Problem requirements:
Rewrite the entries below as a JSON list of strings, one string per line and no blank lines. Start with the line that contains "pin: the rooftop" and continue through the last line of the entries, including both.

— begin Records for the exercise —

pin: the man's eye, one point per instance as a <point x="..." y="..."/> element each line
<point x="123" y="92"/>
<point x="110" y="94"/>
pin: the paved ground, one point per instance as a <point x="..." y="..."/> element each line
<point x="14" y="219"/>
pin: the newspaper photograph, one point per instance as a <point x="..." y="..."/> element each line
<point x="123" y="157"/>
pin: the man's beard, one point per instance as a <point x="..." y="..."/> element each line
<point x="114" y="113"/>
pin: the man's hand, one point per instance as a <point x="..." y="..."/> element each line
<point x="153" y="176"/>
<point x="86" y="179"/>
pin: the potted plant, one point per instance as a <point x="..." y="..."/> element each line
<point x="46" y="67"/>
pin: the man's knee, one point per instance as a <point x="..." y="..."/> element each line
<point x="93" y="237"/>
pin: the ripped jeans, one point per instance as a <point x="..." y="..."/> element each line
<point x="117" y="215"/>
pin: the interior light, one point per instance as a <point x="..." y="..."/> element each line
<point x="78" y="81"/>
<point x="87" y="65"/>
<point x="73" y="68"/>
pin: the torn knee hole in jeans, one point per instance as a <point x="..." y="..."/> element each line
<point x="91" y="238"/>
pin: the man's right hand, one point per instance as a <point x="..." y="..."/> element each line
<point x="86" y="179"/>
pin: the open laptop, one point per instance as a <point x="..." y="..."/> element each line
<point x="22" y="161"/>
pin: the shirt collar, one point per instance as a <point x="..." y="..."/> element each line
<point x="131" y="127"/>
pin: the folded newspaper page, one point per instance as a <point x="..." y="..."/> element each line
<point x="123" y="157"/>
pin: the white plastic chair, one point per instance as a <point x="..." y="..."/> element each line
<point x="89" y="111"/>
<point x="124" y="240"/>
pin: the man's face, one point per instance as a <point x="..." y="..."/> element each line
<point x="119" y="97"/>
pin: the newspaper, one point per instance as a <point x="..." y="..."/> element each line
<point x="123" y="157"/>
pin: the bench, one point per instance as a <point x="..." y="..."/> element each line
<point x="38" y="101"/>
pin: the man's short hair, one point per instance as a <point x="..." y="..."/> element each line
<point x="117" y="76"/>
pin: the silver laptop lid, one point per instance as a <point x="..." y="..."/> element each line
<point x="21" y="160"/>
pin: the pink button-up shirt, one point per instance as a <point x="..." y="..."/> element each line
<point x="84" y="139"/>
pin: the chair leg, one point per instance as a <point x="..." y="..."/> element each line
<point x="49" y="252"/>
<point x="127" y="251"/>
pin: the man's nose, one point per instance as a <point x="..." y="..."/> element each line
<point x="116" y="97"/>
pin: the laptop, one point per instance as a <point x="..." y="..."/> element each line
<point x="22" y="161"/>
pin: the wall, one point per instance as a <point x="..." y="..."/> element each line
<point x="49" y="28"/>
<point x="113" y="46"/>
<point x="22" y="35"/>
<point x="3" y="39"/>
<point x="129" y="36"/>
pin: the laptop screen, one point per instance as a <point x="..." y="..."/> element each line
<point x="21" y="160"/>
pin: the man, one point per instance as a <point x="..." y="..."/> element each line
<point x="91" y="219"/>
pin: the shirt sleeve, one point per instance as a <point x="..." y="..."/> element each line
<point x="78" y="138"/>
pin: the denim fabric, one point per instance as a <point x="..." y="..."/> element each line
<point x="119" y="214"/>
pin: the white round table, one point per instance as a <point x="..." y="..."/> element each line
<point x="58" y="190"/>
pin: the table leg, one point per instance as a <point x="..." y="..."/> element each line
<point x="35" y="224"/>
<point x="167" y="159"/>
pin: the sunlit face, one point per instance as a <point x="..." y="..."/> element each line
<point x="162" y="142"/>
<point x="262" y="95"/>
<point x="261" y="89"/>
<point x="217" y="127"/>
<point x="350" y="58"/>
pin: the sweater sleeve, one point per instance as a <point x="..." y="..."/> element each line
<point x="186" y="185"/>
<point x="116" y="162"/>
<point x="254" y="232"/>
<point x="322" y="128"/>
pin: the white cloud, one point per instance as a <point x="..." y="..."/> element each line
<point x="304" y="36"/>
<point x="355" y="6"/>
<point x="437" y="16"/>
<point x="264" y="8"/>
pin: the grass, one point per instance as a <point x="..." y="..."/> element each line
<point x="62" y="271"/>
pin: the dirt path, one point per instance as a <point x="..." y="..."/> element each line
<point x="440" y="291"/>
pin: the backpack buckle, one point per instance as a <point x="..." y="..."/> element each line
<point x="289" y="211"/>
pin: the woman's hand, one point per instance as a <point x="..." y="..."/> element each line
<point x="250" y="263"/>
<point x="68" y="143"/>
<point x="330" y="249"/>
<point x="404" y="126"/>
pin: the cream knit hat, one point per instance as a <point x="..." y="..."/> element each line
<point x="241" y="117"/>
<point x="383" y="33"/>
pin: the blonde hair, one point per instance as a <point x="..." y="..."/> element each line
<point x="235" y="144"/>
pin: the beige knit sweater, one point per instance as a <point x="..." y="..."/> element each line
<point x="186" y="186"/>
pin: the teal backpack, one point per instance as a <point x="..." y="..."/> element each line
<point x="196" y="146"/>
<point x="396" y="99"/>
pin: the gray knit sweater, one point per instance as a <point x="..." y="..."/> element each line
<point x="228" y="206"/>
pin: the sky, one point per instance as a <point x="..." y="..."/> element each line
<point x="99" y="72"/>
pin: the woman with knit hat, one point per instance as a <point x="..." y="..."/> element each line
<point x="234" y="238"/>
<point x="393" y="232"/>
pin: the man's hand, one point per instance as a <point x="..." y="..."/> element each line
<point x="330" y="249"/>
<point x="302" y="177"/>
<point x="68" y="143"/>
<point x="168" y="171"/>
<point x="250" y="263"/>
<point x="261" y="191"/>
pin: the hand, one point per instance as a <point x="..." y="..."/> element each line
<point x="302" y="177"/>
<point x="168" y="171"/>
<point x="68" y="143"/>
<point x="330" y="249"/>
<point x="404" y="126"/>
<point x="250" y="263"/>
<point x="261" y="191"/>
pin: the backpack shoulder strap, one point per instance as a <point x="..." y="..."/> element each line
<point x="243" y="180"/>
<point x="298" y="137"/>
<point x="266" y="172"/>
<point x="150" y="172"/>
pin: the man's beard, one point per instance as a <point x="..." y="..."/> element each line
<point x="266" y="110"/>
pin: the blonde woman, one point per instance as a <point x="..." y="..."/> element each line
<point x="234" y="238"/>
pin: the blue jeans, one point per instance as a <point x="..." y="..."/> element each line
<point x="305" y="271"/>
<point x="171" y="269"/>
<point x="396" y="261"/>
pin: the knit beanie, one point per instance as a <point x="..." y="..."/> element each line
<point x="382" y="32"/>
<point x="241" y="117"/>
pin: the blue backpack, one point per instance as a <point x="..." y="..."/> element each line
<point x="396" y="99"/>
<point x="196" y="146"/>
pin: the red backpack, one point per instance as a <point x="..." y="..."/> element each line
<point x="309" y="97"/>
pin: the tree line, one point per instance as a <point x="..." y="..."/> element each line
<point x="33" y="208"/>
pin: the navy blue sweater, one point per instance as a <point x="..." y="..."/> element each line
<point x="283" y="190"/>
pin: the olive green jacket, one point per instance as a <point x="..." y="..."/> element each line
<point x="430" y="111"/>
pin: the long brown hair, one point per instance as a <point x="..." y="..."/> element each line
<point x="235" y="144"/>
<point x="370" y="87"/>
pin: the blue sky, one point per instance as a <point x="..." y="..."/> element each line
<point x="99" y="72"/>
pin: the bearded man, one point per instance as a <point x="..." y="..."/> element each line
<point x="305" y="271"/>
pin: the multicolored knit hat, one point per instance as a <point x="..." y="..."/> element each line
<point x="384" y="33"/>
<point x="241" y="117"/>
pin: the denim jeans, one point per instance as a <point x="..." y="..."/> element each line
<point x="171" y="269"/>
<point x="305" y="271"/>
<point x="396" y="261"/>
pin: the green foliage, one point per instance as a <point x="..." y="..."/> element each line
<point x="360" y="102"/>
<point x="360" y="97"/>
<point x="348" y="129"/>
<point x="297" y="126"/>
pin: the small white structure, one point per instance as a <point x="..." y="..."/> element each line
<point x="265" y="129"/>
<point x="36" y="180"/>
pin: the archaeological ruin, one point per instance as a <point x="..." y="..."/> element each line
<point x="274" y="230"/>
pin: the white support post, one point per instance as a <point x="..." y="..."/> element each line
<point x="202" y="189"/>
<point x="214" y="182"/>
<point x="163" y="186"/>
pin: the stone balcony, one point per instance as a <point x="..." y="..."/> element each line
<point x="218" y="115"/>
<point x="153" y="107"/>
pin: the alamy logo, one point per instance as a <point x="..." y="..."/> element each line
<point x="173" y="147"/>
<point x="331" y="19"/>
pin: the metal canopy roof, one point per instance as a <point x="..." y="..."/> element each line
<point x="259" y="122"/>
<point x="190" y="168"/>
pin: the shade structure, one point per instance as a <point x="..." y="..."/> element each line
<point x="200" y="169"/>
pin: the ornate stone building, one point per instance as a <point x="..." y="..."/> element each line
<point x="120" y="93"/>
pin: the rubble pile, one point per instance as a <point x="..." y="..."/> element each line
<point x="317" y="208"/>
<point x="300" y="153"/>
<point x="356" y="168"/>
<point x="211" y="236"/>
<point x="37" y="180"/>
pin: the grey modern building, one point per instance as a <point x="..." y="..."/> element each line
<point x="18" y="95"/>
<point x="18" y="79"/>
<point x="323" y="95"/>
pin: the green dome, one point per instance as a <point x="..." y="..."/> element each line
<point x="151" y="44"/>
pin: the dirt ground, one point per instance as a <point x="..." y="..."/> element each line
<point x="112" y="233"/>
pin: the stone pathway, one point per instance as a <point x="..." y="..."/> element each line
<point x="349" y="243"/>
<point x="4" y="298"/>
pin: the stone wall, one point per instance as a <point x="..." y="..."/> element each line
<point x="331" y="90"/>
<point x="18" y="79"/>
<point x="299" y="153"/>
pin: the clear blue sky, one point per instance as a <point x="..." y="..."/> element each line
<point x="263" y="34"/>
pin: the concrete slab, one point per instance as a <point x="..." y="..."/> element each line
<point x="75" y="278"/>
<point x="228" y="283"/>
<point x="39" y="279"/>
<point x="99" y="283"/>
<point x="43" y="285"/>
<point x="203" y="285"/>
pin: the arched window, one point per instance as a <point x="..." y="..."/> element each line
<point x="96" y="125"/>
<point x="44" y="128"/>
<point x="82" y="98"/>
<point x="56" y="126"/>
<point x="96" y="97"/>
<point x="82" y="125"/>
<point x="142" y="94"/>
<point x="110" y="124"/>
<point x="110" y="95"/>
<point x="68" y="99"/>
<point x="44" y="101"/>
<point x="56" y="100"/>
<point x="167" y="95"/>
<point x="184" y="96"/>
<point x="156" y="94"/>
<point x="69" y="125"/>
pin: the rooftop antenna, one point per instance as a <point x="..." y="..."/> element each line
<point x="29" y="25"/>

— end Records for the exercise —

Problem solution:
[
  "pin: the rooftop antenna, one point per instance as a <point x=\"...\" y=\"...\"/> element each line",
  "<point x=\"29\" y=\"25\"/>"
]